Page extract ->

----------

Police Brutality: Modern America’s Plight

Written by Jana Ramos, 15, South Dakota

Eric Garner was a man who died after being placed in a chokehold while uttering the phrase, “I can’t breathe.” Michael Brown was a man who was fatally shot based on reports of stealing a box of cigars. George Floyd was a man who died after Derek Chauvin, a police officer, knelt on his neck for 9 minutes while pleading and uttering the words, “I can’t breathe.” Daunte Wright was a man fatally shot by Kim Potter, a policewoman who mistook a gun for a taser, after being pulled over because of a traffic violation. These names will forever resonate in our community as the names of victims whose lives were slain in the hands of policewomen and policemen whose jobs are supposed to be to protect and serve the community insuring security and safety. Police reform and defunding are crucial in the process of attaining justice for all the lives lost because of police violence.

American policing is riddled with unethical, unconstitutional, and immoral practices. It is a long American tradition rooted in white supremacy. According to the American Friends Service Committee, “In the U.S. slave patrols and night watches were the beginning of a racially directed system of law enforcement designed to secure capital for white settlers.” Although slavery is not the issue today, racially targeted policing and policies have contributed to mass incarceration and unjust killings of many Americans. Police brutality has made our community feel uncertain and uncomfortable in this environment of normalizing violent arrests. Derek Chauvin knelt on George Floyd’s neck for 9 minutes to the point of unconsciousness because he was reported for writing a counterfeit check. Excessive force used to arrest or reprimand someone is unethical and inhumane. The police are required to give any person arrested medical attention and yet they neglected to give Floyd this right.

----------

Data segment ->

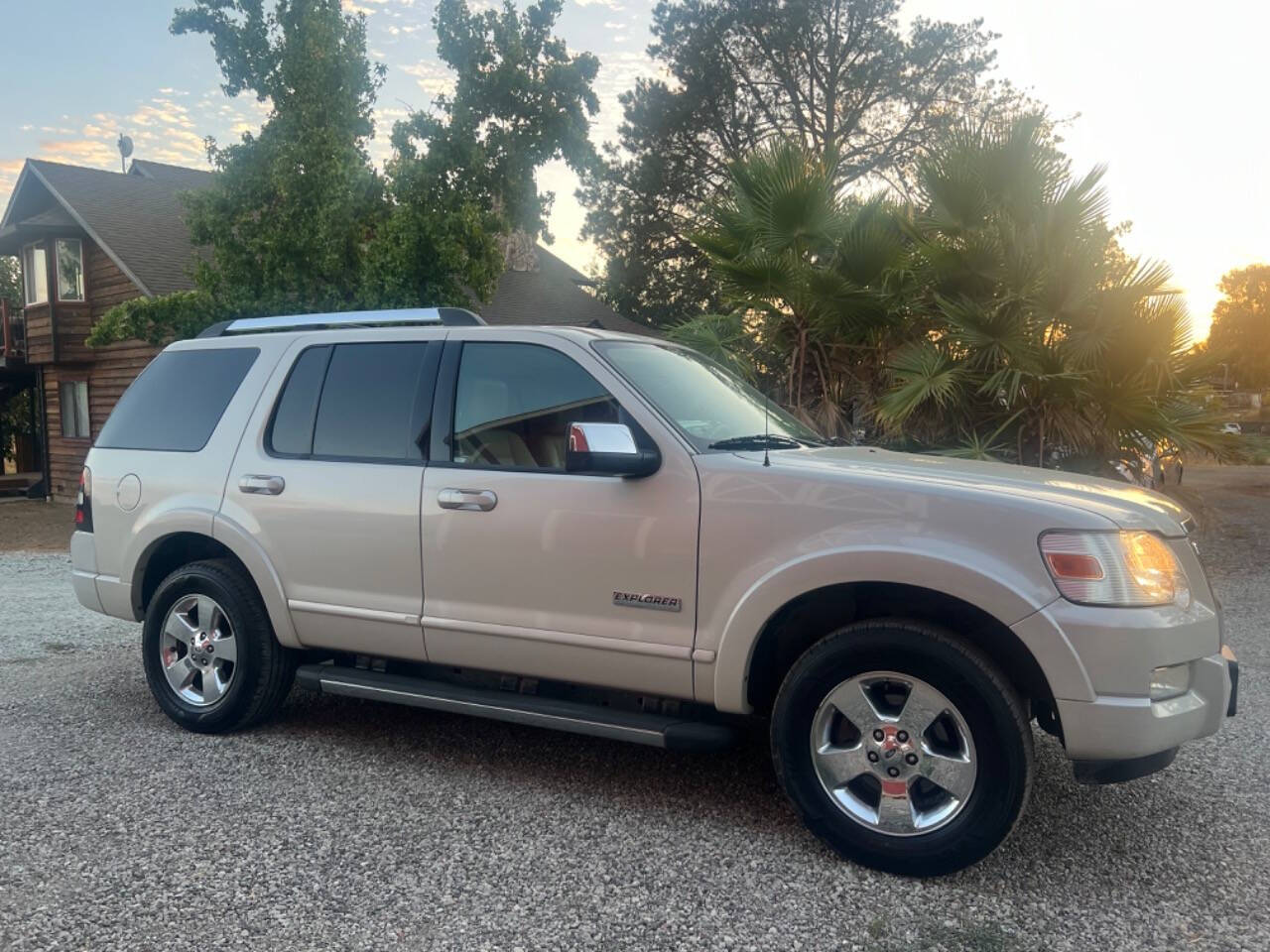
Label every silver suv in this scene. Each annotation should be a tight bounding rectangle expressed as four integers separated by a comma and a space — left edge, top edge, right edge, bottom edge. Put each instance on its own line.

----------

What you are asked to do -> Can you duplicate the passage of the police brutality essay starting at "Eric Garner was" and ending at "of police violence.", word for word?

Expected answer ->
Eric Garner was a man who died after being placed in a chokehold while uttering the phrase, “I can’t breathe.” Michael Brown was a man who was fatally shot based on reports of stealing a box of cigars. George Floyd was a man who died after Derek Chauvin, a police officer, knelt on his neck for 9 minutes while pleading and uttering the words, “I can’t breathe.” Daunte Wright was a man fatally shot by Kim Potter, a policewoman who mistook a gun for a taser, after being pulled over because of a traffic violation. These names will forever resonate in our community as the names of victims whose lives were slain in the hands of policewomen and policemen whose jobs are supposed to be to protect and serve the community insuring security and safety. Police reform and defunding are crucial in the process of attaining justice for all the lives lost because of police violence.